■ The exercise
Extract every line of the listing below verbatim, omitting the pictures.

-- START --

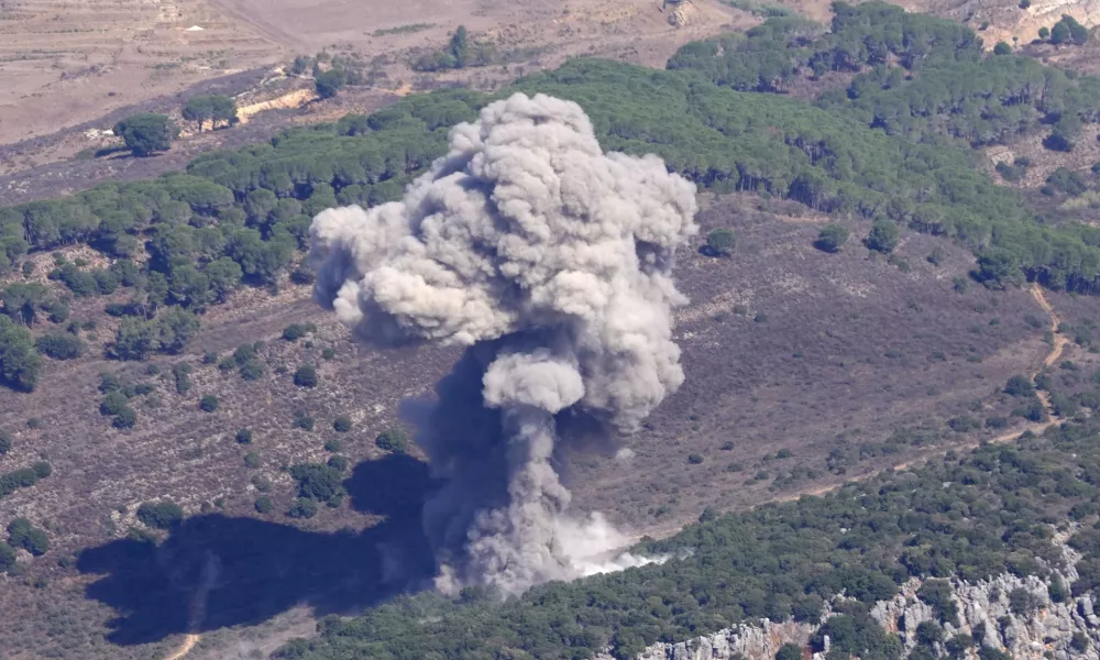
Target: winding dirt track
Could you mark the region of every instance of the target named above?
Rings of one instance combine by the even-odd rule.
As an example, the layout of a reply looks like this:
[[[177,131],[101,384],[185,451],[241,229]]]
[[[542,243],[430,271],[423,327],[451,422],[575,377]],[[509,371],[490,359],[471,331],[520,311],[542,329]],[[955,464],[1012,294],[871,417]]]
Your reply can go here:
[[[1050,302],[1046,299],[1046,296],[1043,294],[1043,289],[1040,288],[1040,286],[1037,284],[1033,284],[1032,285],[1032,287],[1031,287],[1031,295],[1032,295],[1032,297],[1035,298],[1035,301],[1038,302],[1040,307],[1042,307],[1043,310],[1046,311],[1046,314],[1050,317],[1050,332],[1054,334],[1054,343],[1050,346],[1050,352],[1047,353],[1046,358],[1043,360],[1043,365],[1040,366],[1038,369],[1036,369],[1035,371],[1033,371],[1031,373],[1031,377],[1034,381],[1035,376],[1037,376],[1044,369],[1047,369],[1047,367],[1052,366],[1055,362],[1062,360],[1063,354],[1066,352],[1066,346],[1069,345],[1069,338],[1067,338],[1067,337],[1065,337],[1063,334],[1058,334],[1058,326],[1062,324],[1062,319],[1058,318],[1057,312],[1055,312],[1054,308],[1050,307]],[[992,438],[990,440],[986,440],[986,442],[989,442],[990,444],[1001,444],[1003,442],[1011,442],[1011,441],[1015,440],[1016,438],[1019,438],[1020,436],[1023,436],[1027,431],[1031,431],[1031,432],[1033,432],[1035,435],[1038,435],[1038,433],[1042,433],[1043,431],[1045,431],[1046,429],[1048,429],[1049,427],[1058,424],[1058,421],[1054,417],[1054,408],[1050,405],[1050,395],[1048,393],[1046,393],[1046,392],[1041,391],[1041,389],[1036,391],[1036,395],[1038,396],[1040,402],[1043,403],[1043,409],[1046,410],[1046,414],[1047,414],[1047,417],[1048,417],[1048,419],[1046,421],[1035,421],[1035,422],[1028,424],[1028,425],[1024,426],[1023,429],[1018,429],[1018,430],[1010,431],[1008,433],[1003,433],[1003,435],[997,436],[996,438]],[[895,470],[895,471],[897,470],[904,470],[904,469],[909,468],[913,463],[916,463],[916,462],[920,462],[920,461],[926,461],[926,460],[928,460],[931,458],[934,458],[934,457],[937,457],[937,455],[943,455],[943,454],[947,453],[950,450],[960,450],[960,449],[961,450],[970,450],[970,449],[977,448],[979,444],[981,444],[981,441],[971,440],[971,441],[965,442],[963,444],[953,446],[953,447],[950,447],[948,449],[943,449],[943,448],[934,449],[934,450],[931,450],[931,451],[928,451],[926,453],[923,453],[923,454],[921,454],[919,457],[912,458],[909,461],[905,461],[905,462],[892,465],[889,469],[890,470]],[[853,481],[864,481],[864,480],[870,479],[870,477],[872,477],[872,476],[875,476],[877,474],[881,474],[881,471],[868,472],[867,474],[860,474],[858,476],[849,479],[845,483],[849,483],[849,482],[853,482]],[[782,497],[778,497],[777,501],[778,502],[790,502],[792,499],[798,499],[799,497],[802,497],[803,495],[824,495],[824,494],[829,493],[832,491],[836,491],[843,484],[825,484],[825,485],[822,485],[822,486],[818,486],[818,487],[815,487],[815,488],[811,488],[809,491],[800,491],[798,493],[791,493],[791,494],[788,494],[788,495],[783,495]]]
[[[169,656],[166,656],[164,660],[179,660],[189,653],[193,648],[195,648],[195,645],[199,642],[199,639],[201,639],[201,636],[188,632],[184,636],[184,641],[179,645],[179,648],[173,651]]]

-- END --

■ Exercise result
Target: winding dirt track
Could you mark the region of every instance of the target named above?
Rings of one instance combine by the even-odd rule.
As an example, the layout of a reply looks like this:
[[[177,131],[101,384],[185,451],[241,229]]]
[[[542,243],[430,271],[423,327],[451,422],[575,377]],[[509,371],[490,359],[471,331],[520,311],[542,329]],[[955,464],[1012,294],[871,417]]]
Your reply can go here:
[[[1050,302],[1046,299],[1046,296],[1043,294],[1043,289],[1040,288],[1040,286],[1037,284],[1033,284],[1032,285],[1032,287],[1031,287],[1031,295],[1032,295],[1032,297],[1035,298],[1035,301],[1038,302],[1040,307],[1042,307],[1043,310],[1046,311],[1046,314],[1050,317],[1050,332],[1054,334],[1054,343],[1050,346],[1050,352],[1047,353],[1046,358],[1043,360],[1043,365],[1040,366],[1038,369],[1036,369],[1035,371],[1033,371],[1031,373],[1031,377],[1034,381],[1035,376],[1037,376],[1044,369],[1047,369],[1047,367],[1052,366],[1055,362],[1062,360],[1063,354],[1066,352],[1066,346],[1069,345],[1069,338],[1067,338],[1067,337],[1065,337],[1063,334],[1058,334],[1058,326],[1062,324],[1062,319],[1058,318],[1057,312],[1055,312],[1054,308],[1050,307]],[[992,438],[990,440],[986,440],[986,442],[989,442],[990,444],[1001,444],[1003,442],[1011,442],[1011,441],[1015,440],[1016,438],[1019,438],[1020,436],[1023,436],[1027,431],[1031,431],[1031,432],[1033,432],[1035,435],[1038,435],[1038,433],[1042,433],[1043,431],[1045,431],[1046,429],[1048,429],[1049,427],[1058,424],[1058,421],[1054,417],[1054,408],[1050,405],[1050,395],[1048,393],[1046,393],[1046,392],[1041,391],[1041,389],[1036,391],[1036,395],[1038,396],[1040,402],[1043,403],[1043,409],[1046,410],[1046,414],[1047,414],[1047,417],[1048,417],[1048,419],[1046,421],[1035,421],[1035,422],[1028,424],[1028,425],[1024,426],[1023,429],[1018,429],[1018,430],[1010,431],[1008,433],[1003,433],[1003,435],[997,436],[996,438]],[[895,470],[895,471],[897,470],[904,470],[904,469],[909,468],[913,463],[916,463],[916,462],[920,462],[920,461],[926,461],[926,460],[928,460],[931,458],[934,458],[934,457],[937,457],[937,455],[943,455],[943,454],[947,453],[950,450],[960,450],[960,449],[961,450],[970,450],[970,449],[977,448],[979,444],[981,444],[981,441],[971,440],[971,441],[965,442],[963,444],[953,446],[953,447],[950,447],[948,449],[943,449],[943,448],[934,449],[934,450],[931,450],[931,451],[928,451],[926,453],[923,453],[923,454],[921,454],[919,457],[912,458],[909,461],[905,461],[905,462],[892,465],[889,469],[890,470]],[[853,481],[864,481],[864,480],[870,479],[870,477],[872,477],[872,476],[875,476],[877,474],[881,474],[881,471],[868,472],[867,474],[860,474],[858,476],[849,479],[845,483],[849,483],[849,482],[853,482]],[[782,497],[778,497],[777,501],[778,502],[790,502],[792,499],[798,499],[799,497],[802,497],[803,495],[824,495],[824,494],[829,493],[832,491],[836,491],[843,484],[825,484],[825,485],[822,485],[822,486],[818,486],[818,487],[815,487],[815,488],[811,488],[809,491],[800,491],[798,493],[791,493],[791,494],[788,494],[788,495],[783,495]]]
[[[169,656],[166,656],[164,660],[179,660],[189,653],[193,648],[195,648],[195,645],[199,642],[199,639],[201,639],[201,636],[188,632],[184,636],[184,641],[179,645],[179,648],[173,651]]]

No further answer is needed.